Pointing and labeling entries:
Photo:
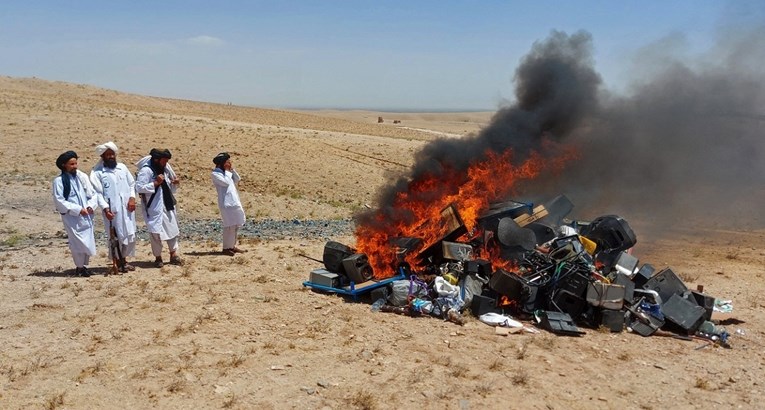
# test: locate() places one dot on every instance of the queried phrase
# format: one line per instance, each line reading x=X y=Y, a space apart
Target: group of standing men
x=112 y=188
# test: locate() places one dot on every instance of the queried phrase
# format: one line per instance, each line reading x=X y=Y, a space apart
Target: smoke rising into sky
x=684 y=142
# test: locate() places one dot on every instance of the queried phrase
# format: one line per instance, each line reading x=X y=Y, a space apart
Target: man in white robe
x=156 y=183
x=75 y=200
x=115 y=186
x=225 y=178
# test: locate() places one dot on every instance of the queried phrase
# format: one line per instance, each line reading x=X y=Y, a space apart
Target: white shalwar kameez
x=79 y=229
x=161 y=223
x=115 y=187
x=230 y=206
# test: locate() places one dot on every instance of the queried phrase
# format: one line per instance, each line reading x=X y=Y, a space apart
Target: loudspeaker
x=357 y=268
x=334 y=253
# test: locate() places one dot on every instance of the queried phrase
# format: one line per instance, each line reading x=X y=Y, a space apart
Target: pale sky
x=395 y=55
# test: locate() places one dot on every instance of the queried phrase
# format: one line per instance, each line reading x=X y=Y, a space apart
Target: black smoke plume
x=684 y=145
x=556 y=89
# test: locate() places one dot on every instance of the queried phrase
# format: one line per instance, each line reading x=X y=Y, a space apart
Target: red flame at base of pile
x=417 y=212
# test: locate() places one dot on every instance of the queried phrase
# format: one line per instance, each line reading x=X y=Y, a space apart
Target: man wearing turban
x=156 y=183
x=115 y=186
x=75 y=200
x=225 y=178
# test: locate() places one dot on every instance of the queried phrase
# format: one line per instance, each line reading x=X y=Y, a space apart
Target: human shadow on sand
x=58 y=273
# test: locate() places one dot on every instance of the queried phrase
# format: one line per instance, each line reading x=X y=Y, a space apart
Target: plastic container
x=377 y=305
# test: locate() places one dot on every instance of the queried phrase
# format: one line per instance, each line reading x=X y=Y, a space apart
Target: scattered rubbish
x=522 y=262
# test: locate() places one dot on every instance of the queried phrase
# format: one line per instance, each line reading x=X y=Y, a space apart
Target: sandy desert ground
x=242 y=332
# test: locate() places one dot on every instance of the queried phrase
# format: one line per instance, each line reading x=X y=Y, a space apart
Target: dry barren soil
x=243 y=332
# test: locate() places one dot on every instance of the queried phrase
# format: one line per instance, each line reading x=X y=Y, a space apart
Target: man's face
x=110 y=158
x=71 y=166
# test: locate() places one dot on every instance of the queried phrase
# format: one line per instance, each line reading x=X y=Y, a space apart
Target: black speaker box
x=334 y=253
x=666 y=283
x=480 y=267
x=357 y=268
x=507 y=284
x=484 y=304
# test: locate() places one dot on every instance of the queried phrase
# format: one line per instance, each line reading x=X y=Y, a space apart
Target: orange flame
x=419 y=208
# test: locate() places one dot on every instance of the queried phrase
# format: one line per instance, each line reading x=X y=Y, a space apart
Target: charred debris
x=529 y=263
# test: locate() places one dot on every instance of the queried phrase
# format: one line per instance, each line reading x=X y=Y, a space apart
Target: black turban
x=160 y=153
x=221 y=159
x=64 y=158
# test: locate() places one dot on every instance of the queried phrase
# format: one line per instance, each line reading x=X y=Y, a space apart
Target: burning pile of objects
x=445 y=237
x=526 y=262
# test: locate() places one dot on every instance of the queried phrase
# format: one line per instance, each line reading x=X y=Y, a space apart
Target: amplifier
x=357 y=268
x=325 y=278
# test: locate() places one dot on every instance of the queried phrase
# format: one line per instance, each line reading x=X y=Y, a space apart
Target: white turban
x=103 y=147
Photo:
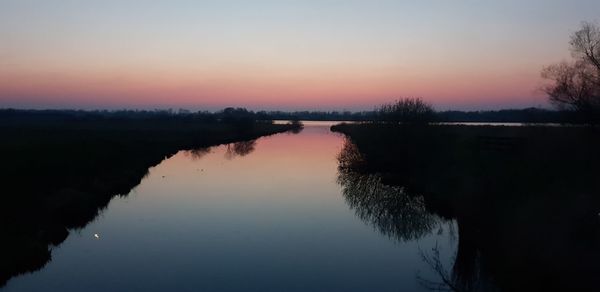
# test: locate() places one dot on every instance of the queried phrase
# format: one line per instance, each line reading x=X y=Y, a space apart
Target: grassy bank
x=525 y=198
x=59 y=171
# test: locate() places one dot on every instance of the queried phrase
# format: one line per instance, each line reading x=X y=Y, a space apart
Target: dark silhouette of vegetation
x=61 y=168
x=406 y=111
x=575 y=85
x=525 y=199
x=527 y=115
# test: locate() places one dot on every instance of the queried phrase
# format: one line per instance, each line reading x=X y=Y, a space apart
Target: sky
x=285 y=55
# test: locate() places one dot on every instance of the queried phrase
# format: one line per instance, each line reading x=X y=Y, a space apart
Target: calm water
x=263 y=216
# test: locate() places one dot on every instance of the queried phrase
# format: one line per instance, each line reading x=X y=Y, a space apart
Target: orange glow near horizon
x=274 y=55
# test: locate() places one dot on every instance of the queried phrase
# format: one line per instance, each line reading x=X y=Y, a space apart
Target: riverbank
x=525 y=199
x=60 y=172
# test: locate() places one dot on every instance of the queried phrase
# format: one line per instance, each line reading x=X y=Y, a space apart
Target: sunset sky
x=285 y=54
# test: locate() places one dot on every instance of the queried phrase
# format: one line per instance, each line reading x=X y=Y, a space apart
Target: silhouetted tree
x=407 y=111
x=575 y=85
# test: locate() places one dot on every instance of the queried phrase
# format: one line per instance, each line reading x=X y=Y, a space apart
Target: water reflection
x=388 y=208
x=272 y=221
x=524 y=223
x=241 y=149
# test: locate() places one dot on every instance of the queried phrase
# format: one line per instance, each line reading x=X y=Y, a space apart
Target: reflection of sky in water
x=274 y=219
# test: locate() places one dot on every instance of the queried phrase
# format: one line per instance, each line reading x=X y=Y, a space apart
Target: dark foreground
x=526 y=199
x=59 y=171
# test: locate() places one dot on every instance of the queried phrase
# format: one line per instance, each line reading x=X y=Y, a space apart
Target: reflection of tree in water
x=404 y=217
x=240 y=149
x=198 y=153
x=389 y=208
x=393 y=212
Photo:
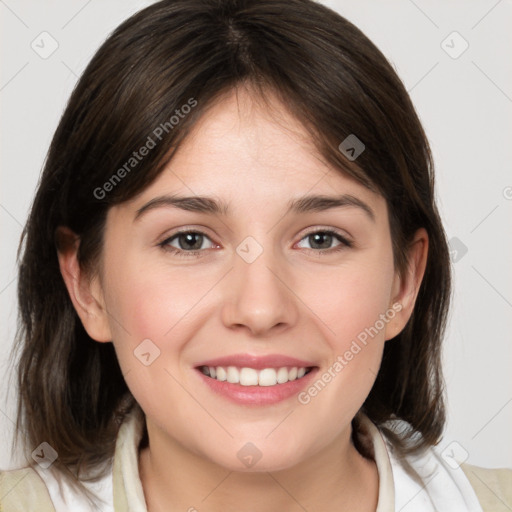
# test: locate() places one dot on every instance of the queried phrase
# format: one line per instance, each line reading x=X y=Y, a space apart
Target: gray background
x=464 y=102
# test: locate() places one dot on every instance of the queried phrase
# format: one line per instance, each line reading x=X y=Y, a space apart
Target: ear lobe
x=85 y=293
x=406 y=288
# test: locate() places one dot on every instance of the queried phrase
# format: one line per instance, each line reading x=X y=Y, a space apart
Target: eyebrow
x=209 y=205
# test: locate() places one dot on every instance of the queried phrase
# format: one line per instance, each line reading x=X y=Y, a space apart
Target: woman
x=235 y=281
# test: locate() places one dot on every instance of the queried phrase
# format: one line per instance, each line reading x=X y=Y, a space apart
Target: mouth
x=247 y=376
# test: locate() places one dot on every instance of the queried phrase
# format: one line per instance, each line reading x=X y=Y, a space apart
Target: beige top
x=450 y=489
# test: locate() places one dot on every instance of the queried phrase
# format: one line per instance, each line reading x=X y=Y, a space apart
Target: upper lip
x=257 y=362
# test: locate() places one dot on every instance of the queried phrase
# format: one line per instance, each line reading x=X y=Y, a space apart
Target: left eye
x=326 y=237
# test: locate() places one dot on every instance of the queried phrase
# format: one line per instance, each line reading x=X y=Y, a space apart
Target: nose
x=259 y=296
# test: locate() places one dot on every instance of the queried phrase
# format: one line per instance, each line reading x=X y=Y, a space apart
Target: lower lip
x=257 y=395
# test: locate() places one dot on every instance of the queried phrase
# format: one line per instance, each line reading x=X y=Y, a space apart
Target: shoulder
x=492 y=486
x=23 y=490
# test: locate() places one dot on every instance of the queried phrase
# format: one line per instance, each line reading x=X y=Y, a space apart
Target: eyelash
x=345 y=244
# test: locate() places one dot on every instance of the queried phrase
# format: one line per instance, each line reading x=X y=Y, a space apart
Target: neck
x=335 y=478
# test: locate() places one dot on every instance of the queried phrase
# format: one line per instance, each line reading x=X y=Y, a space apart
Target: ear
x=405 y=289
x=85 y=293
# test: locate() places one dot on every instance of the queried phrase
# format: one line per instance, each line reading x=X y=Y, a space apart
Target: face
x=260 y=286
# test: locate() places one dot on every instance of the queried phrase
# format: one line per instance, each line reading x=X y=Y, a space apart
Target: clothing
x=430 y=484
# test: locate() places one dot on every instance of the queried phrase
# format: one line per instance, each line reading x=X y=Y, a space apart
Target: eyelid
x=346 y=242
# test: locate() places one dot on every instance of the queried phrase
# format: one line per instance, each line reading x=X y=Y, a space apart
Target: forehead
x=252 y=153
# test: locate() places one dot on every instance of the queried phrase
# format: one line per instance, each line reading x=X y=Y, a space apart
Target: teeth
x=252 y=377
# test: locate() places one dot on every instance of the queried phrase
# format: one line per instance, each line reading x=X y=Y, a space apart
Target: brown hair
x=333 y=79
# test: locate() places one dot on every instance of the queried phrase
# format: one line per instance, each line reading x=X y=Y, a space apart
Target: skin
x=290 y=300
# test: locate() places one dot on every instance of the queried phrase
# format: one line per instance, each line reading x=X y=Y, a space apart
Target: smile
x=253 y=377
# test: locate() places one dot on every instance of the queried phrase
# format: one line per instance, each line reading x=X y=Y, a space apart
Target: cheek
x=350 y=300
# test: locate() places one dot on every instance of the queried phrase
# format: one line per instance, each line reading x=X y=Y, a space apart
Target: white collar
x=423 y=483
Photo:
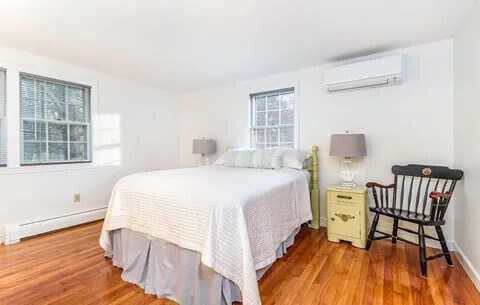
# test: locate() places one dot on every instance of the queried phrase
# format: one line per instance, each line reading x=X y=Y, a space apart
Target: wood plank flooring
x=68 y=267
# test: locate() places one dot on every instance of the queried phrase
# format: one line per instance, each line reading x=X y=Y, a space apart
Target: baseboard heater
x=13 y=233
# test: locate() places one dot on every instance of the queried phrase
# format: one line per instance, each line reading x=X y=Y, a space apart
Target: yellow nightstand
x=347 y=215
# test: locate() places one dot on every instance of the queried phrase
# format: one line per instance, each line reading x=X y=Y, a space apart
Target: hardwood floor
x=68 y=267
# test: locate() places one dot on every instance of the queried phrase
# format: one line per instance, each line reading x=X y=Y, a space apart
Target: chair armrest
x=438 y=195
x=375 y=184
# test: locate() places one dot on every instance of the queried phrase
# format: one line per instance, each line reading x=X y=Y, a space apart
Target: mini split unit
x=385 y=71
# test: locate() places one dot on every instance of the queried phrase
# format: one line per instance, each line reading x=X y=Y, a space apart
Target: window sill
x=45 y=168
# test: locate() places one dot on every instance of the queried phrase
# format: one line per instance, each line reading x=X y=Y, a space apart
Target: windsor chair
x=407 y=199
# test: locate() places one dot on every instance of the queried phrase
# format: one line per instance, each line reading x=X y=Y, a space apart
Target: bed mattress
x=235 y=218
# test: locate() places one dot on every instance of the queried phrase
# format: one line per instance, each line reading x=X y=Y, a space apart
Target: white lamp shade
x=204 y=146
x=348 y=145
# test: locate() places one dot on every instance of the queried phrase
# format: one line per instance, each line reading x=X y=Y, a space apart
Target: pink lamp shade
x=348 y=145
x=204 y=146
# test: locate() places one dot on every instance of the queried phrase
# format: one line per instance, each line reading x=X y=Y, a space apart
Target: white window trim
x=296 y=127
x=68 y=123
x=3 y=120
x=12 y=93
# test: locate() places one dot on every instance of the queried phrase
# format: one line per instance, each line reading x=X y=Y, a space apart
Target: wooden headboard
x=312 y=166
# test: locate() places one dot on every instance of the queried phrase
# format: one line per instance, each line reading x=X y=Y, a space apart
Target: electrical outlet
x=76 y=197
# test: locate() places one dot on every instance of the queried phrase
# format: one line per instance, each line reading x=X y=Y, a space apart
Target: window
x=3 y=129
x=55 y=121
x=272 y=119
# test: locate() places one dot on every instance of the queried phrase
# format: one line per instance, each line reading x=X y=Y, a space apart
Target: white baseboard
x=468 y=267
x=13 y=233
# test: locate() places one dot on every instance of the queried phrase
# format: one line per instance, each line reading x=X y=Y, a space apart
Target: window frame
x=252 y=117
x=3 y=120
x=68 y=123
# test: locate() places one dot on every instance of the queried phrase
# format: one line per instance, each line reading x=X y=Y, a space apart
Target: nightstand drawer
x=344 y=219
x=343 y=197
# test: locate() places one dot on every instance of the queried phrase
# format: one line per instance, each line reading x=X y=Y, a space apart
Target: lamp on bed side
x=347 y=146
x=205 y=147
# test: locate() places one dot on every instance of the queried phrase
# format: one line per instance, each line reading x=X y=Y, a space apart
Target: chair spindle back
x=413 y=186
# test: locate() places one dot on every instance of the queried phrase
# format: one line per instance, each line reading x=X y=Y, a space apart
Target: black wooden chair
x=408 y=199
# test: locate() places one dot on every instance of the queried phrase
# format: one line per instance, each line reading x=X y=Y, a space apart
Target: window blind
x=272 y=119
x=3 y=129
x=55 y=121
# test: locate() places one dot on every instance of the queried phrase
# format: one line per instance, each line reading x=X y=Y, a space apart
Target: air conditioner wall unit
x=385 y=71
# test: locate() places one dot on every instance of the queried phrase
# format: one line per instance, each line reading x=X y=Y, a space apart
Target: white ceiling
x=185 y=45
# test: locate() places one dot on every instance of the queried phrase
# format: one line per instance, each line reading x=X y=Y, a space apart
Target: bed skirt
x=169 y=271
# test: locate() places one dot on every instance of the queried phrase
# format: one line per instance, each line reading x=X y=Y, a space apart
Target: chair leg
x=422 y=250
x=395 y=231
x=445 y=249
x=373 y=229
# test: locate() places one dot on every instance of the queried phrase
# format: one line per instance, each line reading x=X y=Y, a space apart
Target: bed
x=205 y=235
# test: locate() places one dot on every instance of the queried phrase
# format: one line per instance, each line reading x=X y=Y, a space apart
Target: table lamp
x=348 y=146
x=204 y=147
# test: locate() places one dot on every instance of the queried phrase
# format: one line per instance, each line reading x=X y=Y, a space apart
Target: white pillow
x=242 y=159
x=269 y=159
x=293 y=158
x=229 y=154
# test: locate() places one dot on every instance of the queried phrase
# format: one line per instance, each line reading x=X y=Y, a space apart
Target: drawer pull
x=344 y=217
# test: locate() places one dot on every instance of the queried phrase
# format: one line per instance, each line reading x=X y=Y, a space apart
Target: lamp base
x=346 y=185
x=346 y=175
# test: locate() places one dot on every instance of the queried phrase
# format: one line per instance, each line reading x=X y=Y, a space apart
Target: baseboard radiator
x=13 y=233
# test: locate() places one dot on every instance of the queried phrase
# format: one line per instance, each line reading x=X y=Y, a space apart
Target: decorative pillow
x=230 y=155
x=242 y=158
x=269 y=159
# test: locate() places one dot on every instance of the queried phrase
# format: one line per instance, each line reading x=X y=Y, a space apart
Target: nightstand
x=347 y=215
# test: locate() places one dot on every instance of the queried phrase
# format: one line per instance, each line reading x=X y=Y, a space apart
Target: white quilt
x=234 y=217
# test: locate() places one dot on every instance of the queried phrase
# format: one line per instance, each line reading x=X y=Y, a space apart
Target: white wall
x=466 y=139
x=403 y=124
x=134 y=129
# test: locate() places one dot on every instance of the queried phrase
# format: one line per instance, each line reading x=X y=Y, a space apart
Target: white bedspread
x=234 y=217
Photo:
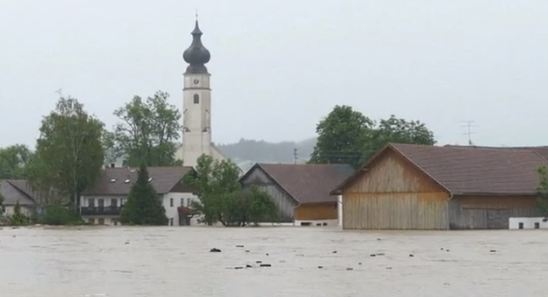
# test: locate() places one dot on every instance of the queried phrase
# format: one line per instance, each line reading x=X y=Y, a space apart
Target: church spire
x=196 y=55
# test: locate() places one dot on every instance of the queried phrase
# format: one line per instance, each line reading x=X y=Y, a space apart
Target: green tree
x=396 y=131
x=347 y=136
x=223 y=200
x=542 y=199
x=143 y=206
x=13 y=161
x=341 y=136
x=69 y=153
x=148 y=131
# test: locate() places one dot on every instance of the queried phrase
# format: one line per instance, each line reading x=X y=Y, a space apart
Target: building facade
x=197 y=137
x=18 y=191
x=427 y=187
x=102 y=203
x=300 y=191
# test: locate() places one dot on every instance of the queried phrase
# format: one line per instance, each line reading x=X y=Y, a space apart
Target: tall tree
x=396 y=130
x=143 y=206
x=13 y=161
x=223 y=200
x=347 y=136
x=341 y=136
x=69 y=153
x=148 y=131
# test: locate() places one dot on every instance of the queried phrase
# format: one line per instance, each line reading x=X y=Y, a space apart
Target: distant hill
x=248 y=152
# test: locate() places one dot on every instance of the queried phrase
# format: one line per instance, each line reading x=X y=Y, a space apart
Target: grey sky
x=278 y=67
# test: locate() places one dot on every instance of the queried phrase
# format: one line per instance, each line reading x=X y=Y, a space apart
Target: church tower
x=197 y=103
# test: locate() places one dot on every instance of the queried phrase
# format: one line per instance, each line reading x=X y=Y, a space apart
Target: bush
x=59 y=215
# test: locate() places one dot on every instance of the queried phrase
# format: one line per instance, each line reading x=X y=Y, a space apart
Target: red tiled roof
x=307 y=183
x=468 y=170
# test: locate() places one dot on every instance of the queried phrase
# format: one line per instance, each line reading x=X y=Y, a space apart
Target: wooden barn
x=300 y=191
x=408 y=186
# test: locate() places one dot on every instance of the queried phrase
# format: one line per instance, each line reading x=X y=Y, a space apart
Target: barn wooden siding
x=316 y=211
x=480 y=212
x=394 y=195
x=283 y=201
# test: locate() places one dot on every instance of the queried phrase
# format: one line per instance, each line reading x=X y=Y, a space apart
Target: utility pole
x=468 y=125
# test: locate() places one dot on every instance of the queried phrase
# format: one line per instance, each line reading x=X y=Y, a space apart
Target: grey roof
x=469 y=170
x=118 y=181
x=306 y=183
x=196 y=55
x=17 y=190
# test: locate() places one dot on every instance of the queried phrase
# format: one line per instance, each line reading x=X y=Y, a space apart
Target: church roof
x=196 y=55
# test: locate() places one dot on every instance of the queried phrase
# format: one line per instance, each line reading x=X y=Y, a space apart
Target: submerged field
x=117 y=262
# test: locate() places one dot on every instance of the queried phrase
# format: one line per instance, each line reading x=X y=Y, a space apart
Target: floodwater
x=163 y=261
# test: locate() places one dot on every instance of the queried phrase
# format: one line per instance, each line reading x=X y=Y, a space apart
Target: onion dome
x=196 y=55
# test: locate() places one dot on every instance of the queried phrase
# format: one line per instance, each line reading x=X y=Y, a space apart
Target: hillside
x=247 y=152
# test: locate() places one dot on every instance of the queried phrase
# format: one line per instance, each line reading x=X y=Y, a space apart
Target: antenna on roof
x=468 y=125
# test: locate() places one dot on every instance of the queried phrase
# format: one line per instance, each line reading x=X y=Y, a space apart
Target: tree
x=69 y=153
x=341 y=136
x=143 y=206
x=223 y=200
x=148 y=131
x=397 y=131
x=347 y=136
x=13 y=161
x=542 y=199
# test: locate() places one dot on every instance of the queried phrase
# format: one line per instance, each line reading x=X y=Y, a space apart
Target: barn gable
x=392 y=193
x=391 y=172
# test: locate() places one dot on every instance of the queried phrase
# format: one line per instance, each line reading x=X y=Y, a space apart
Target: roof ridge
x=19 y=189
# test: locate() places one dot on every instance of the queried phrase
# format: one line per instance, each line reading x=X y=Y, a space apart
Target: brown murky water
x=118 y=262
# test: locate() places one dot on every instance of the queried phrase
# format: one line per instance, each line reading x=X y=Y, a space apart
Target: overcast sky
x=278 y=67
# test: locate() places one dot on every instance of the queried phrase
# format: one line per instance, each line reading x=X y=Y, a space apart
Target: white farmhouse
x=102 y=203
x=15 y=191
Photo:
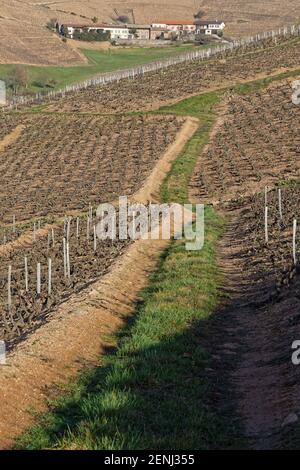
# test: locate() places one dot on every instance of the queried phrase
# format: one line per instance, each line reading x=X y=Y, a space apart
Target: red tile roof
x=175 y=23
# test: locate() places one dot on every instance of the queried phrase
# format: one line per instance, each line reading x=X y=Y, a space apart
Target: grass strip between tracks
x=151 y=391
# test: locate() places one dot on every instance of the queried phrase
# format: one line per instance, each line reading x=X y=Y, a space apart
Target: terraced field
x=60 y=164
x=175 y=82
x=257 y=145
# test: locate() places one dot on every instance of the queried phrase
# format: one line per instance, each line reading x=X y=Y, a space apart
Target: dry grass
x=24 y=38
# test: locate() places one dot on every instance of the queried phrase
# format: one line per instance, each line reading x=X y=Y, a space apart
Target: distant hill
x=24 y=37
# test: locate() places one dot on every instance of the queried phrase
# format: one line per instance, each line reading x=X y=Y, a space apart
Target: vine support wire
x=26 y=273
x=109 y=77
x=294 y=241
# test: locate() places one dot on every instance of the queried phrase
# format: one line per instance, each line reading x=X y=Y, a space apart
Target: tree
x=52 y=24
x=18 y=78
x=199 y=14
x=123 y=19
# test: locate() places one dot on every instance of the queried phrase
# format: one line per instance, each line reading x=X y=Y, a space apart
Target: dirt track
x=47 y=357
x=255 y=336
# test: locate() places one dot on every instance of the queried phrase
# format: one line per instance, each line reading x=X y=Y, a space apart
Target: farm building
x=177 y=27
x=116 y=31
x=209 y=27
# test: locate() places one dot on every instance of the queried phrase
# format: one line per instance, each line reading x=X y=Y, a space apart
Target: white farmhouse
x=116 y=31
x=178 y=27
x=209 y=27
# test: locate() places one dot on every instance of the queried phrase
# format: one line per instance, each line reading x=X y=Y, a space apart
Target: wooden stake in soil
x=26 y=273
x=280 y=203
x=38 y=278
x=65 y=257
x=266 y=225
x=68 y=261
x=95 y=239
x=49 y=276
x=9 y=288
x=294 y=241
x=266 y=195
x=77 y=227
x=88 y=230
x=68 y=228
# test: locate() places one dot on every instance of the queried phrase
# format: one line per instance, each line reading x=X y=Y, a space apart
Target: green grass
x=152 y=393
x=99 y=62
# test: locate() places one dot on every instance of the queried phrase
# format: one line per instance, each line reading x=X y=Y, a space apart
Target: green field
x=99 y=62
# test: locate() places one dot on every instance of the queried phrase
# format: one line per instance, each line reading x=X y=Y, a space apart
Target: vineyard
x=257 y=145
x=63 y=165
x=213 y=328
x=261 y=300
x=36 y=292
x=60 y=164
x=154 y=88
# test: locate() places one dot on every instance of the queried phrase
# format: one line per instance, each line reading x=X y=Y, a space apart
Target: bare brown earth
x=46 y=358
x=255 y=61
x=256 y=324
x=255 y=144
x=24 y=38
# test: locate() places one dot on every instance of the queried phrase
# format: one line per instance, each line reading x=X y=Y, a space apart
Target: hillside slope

▶ [Problem to solve]
Report each line of the listing above that contains the string "building", copying those lines in full. Matching is case-sensitive.

▶ [Reply to the task]
Target: building facade
Target: farm building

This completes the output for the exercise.